▶ _THE TASK_
Update every item below, changing each occurrence of "bounding box" to "bounding rectangle" and keeping all other text unchanged.

..........

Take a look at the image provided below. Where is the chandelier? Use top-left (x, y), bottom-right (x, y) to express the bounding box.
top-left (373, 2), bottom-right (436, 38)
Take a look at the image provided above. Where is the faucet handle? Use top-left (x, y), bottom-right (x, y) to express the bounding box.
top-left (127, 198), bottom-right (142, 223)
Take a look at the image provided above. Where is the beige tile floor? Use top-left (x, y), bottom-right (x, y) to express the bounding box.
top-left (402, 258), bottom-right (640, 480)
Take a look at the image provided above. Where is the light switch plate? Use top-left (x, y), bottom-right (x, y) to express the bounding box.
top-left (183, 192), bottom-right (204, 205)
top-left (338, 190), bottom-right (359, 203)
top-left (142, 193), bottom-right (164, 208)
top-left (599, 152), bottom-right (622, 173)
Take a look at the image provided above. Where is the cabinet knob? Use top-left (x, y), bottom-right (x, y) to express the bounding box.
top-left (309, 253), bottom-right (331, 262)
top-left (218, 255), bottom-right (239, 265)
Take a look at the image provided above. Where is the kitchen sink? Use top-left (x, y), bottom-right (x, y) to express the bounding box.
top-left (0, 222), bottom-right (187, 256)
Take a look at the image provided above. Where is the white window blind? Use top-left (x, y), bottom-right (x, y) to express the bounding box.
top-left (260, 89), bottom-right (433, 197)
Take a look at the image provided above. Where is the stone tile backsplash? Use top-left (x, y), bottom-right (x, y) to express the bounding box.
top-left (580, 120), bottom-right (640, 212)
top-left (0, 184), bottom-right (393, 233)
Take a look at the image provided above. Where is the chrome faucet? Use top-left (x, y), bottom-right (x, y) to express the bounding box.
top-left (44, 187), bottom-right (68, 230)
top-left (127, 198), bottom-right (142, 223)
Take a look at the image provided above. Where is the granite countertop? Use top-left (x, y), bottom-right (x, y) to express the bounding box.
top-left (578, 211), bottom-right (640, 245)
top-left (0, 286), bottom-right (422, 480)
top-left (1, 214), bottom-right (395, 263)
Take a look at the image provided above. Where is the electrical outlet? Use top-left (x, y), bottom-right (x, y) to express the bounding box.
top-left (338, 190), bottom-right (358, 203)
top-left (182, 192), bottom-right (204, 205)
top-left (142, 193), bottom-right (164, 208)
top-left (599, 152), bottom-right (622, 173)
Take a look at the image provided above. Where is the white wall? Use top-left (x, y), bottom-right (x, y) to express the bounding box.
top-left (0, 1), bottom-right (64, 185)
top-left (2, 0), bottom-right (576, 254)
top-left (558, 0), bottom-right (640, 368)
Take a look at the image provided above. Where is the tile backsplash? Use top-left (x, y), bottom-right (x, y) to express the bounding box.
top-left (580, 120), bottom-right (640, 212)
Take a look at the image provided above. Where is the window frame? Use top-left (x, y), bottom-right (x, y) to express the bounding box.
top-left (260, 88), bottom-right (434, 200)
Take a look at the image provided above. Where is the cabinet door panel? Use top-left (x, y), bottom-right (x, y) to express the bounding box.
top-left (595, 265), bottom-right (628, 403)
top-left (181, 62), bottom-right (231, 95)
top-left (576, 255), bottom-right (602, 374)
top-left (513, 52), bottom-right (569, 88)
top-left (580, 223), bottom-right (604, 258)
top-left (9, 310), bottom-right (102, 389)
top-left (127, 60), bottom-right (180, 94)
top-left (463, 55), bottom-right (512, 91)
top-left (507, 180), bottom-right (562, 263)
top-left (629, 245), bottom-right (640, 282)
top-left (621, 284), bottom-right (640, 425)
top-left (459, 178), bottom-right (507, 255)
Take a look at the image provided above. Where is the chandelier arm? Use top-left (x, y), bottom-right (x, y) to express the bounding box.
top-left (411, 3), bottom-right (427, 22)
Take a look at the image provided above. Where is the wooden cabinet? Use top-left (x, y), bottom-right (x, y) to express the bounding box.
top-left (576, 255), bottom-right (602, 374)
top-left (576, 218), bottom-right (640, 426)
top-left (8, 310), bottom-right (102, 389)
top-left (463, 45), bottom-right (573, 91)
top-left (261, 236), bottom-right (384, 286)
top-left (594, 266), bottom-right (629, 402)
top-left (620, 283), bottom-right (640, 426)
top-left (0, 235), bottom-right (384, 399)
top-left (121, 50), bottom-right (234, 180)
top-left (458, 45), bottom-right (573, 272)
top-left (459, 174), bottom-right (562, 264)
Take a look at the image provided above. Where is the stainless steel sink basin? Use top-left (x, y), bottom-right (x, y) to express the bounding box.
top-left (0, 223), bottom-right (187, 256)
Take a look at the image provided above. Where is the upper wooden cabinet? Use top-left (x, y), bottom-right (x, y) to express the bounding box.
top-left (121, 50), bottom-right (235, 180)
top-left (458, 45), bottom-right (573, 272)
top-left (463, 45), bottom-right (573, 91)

..........

▶ _OUTPUT OF THE EXERCISE_
Take a look at the image provided below. Where is the chandelier? Use top-left (x, y), bottom-right (x, y) to express the bounding rectangle.
top-left (373, 2), bottom-right (436, 38)
Take a look at the image provided above. Where is the faucet handle? Use top-left (x, y), bottom-right (x, y) to express the bounding rectangle.
top-left (127, 198), bottom-right (142, 223)
Take a look at the image provided above. Where is the beige tile floor? Use top-left (x, y), bottom-right (x, y) to express the bounding rectangle.
top-left (402, 258), bottom-right (640, 480)
Take a look at the image provided above. Where is the light switch plate? Use top-left (x, y), bottom-right (x, y) to express the bounding rectangle.
top-left (183, 192), bottom-right (204, 205)
top-left (338, 190), bottom-right (359, 203)
top-left (142, 193), bottom-right (164, 208)
top-left (599, 152), bottom-right (622, 173)
Take a look at the image provided above. Where is the cabinet knob? Use top-left (x, y), bottom-right (x, y) to express the bounding rectangle.
top-left (309, 253), bottom-right (331, 262)
top-left (218, 255), bottom-right (239, 265)
Take a look at the image provided above. Where is the kitchen sink? Use top-left (x, y), bottom-right (x, y) to express the bounding rectangle.
top-left (0, 222), bottom-right (187, 256)
Take a look at the image provided above. Where is the white window blind? Use top-left (x, y), bottom-right (x, y) to express the bounding rectangle.
top-left (260, 89), bottom-right (433, 197)
Take a look at the image provided above. Where is the stone tile backsplash? Use top-left (x, y), bottom-right (x, y) to express the bounding rectangle.
top-left (580, 120), bottom-right (640, 212)
top-left (0, 184), bottom-right (393, 233)
Take a look at the image provided above. Where is the chrome faucet? Use top-left (x, y), bottom-right (x, y) to express the bounding rectangle.
top-left (44, 187), bottom-right (68, 230)
top-left (127, 198), bottom-right (142, 223)
Take a look at the image provided above. Where is the granite countertop? Use top-left (x, y), bottom-right (x, y) to express the bounding rectangle.
top-left (578, 211), bottom-right (640, 245)
top-left (0, 286), bottom-right (422, 480)
top-left (1, 214), bottom-right (395, 263)
Take a look at the image provided above. Where is the electrical outlet? Use top-left (x, y), bottom-right (x, y) to express the bounding rectangle.
top-left (338, 190), bottom-right (358, 203)
top-left (182, 192), bottom-right (204, 205)
top-left (142, 193), bottom-right (164, 208)
top-left (599, 152), bottom-right (622, 173)
Take a look at the image provided above. Where is the white wall? Use top-left (x, y), bottom-right (x, y) to express the bounding rectangle.
top-left (0, 1), bottom-right (64, 185)
top-left (2, 0), bottom-right (576, 254)
top-left (558, 0), bottom-right (640, 368)
Take a look at the image provided above. Where is the tile backsplash? Use top-left (x, y), bottom-right (x, y) to express the bounding rectangle.
top-left (580, 120), bottom-right (640, 212)
Take a look at the image provided above. Where is the window frame? Use top-left (x, y), bottom-right (x, y) to express the bounding rectangle.
top-left (260, 88), bottom-right (434, 200)
Take a look at the image provided above. Where is the cabinet door panel? Use top-left (x, y), bottom-right (x, y) to express the bounding rectangle.
top-left (595, 265), bottom-right (628, 403)
top-left (181, 62), bottom-right (231, 95)
top-left (576, 255), bottom-right (602, 374)
top-left (513, 52), bottom-right (569, 88)
top-left (580, 223), bottom-right (604, 258)
top-left (9, 310), bottom-right (102, 389)
top-left (127, 60), bottom-right (180, 94)
top-left (463, 55), bottom-right (512, 91)
top-left (507, 180), bottom-right (562, 263)
top-left (629, 245), bottom-right (640, 282)
top-left (621, 284), bottom-right (640, 425)
top-left (459, 178), bottom-right (507, 255)
Take a look at the image provided above. Where is the chandelier arm? Use top-left (x, y), bottom-right (x, y) to express the bounding rectangle.
top-left (411, 3), bottom-right (427, 22)
Take a look at the image provided above. Where is the wooden cabinet? Use top-left (x, y), bottom-right (x, y) to express the bounding rectangle.
top-left (576, 255), bottom-right (602, 374)
top-left (576, 218), bottom-right (640, 426)
top-left (8, 310), bottom-right (102, 389)
top-left (463, 45), bottom-right (573, 91)
top-left (261, 236), bottom-right (384, 286)
top-left (594, 266), bottom-right (629, 402)
top-left (620, 283), bottom-right (640, 426)
top-left (0, 235), bottom-right (384, 399)
top-left (121, 50), bottom-right (234, 180)
top-left (458, 45), bottom-right (573, 272)
top-left (459, 174), bottom-right (562, 264)
Take a look at the image provided above. Where is the stainless steel sink basin? Use top-left (x, y), bottom-right (x, y) to express the bounding rectangle.
top-left (0, 223), bottom-right (187, 256)
Take a look at the image provided above. Where is the upper wooden cabinet? Use top-left (x, y), bottom-right (x, y) to express the bounding rectangle.
top-left (121, 50), bottom-right (235, 180)
top-left (458, 45), bottom-right (573, 272)
top-left (463, 45), bottom-right (573, 91)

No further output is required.